◆ OPDRACHT
Typ de tekst over de p-waarde van een correlatie volledig en woord voor woord over.

◆ GEËXTRAHEERDE TEKST
──────────────────────────────

Ik snap je toelichting niet.
Ik snap dat je aan beide zijden moet kijken; aan de buitenzijdes van de grafiek. Ik snap dat die beide zijden samen de p-waarde vertegenwoordigen. Wat ik niet snap is hoe je volgens de tekst "aan de linkerzijde van 0,5" moet kijken bij fig 4.51 (en dus niet aan de rechterzijde...?; en dus moet kijken naar het deel tussen 0 en 0,5), dit moet verdubbelen en vervolgens de kans krijgt op "een correlatie zo extreem of extremer dan die 0.5 (in mijn ogen de rechterzijde van de grafiek; dus tussen 0,5 en 1).
Wat ik ook niet snap is hoe ik in de tekst de termen 'lager', 'kleiner' moet interpreteren versus de term 'extremer'. Extremer is in mijn ogen 'groter' (groter in negatieve zin en groter in positieve zin); meer gelegen naar de buitenzijde van de grafiek, bij correlatie richting 1 resp. -1. Kleiner (of lager) betekent in mijn ogen dichter naar 0.

──────────────────────────────

◆ AANGELEVERD MATERIAAL

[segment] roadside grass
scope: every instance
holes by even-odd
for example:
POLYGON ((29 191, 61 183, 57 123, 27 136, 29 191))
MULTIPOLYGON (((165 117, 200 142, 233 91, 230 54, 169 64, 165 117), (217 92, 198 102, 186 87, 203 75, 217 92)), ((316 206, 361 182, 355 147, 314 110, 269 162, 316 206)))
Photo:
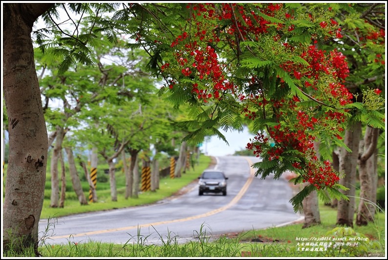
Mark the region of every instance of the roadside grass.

──────────────────────────────

◆ OPLOSSING
Ik snap je toelichting niet.
Ik snap dat je aan beide zijden moet kijken; aan de buitenzijdes van de grafiek. Ik snap dat die beide zijden samen de p-waarde vertegenwoordigen. Wat ik niet snap is hoe je volgens de tekst "aan de linkerzijde van 0,5" moet kijken bij fig 4.51 (en dus niet aan de rechterzijde...?; en dus moet kijken naar het deel tussen 0 en 0,5), dit moet verdubbelen en vervolgens de kans krijgt op "een correlatie zo extreem of extremer dan die 0.5 (in mijn ogen de rechterzijde van de grafiek; dus tussen 0,5 en 1).
Wat ik ook niet snap is hoe ik in de tekst de termen 'lager', 'kleiner' moet interpreteren versus de term 'extremer'. Extremer is in mijn ogen 'groter' (groter in negatieve zin en groter in positieve zin); meer gelegen naar de buitenzijde van de grafiek, bij correlatie richting 1 resp. -1. Kleiner (of lager) betekent in mijn ogen dichter naar 0.